------ AVAILABLE RECORDS ------

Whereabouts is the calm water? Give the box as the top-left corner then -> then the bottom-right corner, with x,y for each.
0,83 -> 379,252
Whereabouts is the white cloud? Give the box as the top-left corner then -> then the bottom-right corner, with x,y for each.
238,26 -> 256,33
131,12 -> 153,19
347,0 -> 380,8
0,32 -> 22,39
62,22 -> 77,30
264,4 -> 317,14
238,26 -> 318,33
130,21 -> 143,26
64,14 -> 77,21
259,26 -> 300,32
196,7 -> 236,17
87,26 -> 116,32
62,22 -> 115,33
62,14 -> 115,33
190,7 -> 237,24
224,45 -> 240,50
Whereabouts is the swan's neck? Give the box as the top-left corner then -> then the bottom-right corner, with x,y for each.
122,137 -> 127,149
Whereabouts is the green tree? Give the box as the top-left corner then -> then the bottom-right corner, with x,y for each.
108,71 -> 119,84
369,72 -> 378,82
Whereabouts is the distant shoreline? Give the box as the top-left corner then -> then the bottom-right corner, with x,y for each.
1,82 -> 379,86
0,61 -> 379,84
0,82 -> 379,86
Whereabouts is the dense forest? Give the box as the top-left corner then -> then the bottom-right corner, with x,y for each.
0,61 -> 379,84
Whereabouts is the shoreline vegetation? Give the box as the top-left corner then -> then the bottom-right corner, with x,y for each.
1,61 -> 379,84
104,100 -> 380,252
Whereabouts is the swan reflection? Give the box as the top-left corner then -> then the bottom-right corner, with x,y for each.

------
------ AVAILABLE RECORDS ------

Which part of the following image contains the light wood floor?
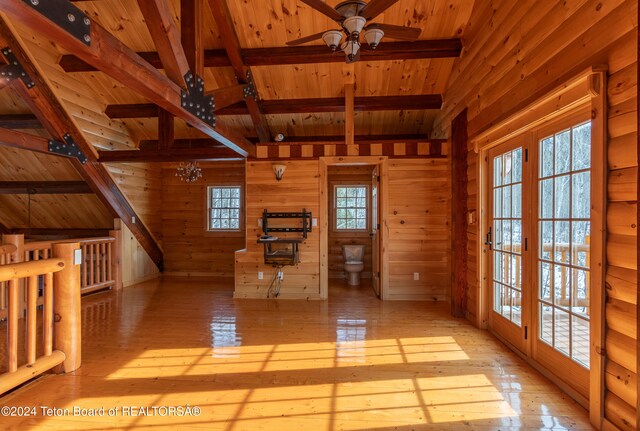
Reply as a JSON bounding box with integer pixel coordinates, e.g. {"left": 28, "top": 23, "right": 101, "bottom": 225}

------
------ AVAILABLE RECORDS ------

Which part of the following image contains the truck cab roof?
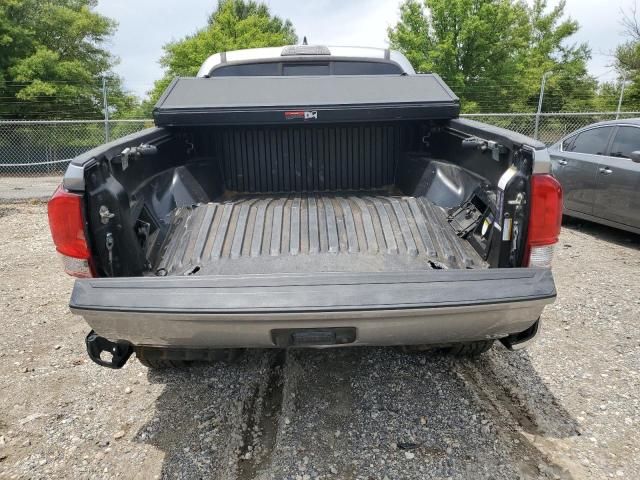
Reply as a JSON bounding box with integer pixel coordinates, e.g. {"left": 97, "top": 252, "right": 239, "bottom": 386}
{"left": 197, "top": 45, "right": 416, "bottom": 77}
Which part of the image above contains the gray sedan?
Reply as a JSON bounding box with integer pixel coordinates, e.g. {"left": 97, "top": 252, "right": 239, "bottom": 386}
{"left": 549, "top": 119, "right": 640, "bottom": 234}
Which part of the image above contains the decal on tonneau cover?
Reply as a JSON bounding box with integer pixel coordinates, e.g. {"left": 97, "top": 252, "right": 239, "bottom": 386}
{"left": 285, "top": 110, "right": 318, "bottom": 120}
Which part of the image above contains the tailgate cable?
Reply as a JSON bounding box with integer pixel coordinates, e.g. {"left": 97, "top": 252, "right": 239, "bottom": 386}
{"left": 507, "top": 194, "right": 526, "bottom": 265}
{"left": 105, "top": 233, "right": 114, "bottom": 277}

------

From the entries above, copy each line that holds "part".

**ANSWER BELOW:**
Which part of the following image contains the light wood floor?
Which part of the following image contains the truck cab roof?
Which part of the image above contains the gray sedan?
Which part of the image above contains the decal on tonneau cover?
Which part of the image above contains the tailgate cable?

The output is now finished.